┌─ Фрагмент страницы

Сознание того, что человеческое существование, это «существование для смерти» (Хайдегер), представляет смерть чудовищным распятием человека, но в то же время, распиная греховную самость и самодовольство, сотрясая до основания все человеческие ценности, смерть пробуждает жажду истинных ценностей, вечной Истины и неугасимого света. Как экзистенциальное потрясение, она поднимает в человеке бунт против рабства неизбежности, временности и греху, становясь толчком для пробуждения стремления к изначальной целостности и потерянной свободе.

└─

О задании
Повторите без изменений отрывок фрагмента о смерти от слов «Сознание того, что» до слов «и потерянной свободе.» включительно. Материал здесь не понадобится.

┌─ Исходные сведения

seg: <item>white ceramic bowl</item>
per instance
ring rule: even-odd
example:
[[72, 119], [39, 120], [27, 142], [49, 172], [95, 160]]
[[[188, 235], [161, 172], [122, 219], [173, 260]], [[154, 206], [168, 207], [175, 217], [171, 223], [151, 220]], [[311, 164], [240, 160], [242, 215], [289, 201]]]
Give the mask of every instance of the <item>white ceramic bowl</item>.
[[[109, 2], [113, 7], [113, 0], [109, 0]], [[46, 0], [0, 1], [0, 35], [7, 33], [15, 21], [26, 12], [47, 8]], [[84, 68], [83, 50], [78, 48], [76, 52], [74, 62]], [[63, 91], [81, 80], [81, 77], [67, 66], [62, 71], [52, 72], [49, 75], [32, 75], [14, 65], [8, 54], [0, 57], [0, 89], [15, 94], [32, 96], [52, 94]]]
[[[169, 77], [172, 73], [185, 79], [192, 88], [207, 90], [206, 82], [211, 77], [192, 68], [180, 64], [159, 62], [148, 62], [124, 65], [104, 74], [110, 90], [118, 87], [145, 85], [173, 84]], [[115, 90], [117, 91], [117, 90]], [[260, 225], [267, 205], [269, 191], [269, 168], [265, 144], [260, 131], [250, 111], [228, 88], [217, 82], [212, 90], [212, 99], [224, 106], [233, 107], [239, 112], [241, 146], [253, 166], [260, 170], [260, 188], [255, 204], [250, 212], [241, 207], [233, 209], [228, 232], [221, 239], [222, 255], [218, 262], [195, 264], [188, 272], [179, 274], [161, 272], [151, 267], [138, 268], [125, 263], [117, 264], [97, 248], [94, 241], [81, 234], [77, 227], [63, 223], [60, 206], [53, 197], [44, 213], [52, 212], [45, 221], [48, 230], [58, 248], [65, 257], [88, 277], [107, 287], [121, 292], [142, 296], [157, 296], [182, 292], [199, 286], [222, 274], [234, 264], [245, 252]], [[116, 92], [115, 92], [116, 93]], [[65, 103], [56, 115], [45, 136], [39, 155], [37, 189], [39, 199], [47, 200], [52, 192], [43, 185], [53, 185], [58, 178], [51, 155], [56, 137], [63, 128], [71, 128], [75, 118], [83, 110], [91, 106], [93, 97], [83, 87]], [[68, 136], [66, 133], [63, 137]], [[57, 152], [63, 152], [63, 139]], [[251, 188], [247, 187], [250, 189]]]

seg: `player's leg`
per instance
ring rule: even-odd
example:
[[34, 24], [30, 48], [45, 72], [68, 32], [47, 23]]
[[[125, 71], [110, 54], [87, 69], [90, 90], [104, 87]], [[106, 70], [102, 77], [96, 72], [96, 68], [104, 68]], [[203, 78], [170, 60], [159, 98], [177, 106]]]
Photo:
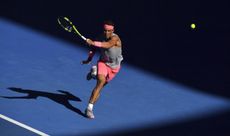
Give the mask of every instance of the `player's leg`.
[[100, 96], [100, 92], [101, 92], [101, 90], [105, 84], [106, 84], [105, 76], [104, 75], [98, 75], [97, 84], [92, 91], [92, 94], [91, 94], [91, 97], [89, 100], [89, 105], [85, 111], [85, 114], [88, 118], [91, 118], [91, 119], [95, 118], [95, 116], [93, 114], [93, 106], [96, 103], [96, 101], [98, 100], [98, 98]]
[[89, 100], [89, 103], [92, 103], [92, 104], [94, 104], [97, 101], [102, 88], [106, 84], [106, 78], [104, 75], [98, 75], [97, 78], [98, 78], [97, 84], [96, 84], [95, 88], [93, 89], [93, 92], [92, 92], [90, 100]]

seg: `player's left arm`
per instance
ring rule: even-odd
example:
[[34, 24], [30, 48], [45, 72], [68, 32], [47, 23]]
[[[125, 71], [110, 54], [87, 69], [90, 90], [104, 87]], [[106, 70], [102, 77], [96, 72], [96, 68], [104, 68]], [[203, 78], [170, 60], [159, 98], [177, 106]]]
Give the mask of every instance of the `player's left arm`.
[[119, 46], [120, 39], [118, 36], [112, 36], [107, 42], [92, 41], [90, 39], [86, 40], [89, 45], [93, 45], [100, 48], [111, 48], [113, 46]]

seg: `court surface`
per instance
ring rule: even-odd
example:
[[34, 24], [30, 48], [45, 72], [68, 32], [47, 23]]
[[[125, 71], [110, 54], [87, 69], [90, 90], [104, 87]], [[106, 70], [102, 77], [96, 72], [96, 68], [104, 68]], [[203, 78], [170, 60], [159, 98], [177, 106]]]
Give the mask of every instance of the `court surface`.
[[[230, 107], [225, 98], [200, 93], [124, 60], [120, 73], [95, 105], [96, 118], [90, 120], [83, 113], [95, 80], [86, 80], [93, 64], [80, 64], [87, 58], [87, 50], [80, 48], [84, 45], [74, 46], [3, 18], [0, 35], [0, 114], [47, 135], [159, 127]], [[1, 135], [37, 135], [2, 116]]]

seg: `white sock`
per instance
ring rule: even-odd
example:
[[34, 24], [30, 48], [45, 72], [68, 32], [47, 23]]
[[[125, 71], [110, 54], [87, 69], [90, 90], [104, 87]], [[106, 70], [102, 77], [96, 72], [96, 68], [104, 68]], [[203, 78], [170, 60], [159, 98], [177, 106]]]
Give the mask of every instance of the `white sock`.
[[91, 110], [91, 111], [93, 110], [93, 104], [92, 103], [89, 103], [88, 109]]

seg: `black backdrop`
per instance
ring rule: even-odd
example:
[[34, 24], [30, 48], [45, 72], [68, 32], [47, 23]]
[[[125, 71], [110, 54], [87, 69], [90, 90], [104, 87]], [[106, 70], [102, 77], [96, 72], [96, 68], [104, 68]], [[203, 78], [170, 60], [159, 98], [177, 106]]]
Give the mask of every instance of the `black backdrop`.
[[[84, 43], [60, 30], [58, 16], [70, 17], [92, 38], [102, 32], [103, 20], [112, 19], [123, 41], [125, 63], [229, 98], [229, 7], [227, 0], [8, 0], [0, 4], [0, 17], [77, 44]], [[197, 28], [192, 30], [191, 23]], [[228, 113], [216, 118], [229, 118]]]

└─

Выполненное задание
Сознание того, что человеческое существование, это «существование для смерти» (Хайдегер), представляет смерть чудовищным распятием человека, но в то же время, распиная греховную самость и самодовольство, сотрясая до основания все человеческие ценности, смерть пробуждает жажду истинных ценностей, вечной Истины и неугасимого света. Как экзистенциальное потрясение, она поднимает в человеке бунт против рабства неизбежности, временности и греху, становясь толчком для пробуждения стремления к изначальной целостности и потерянной свободе.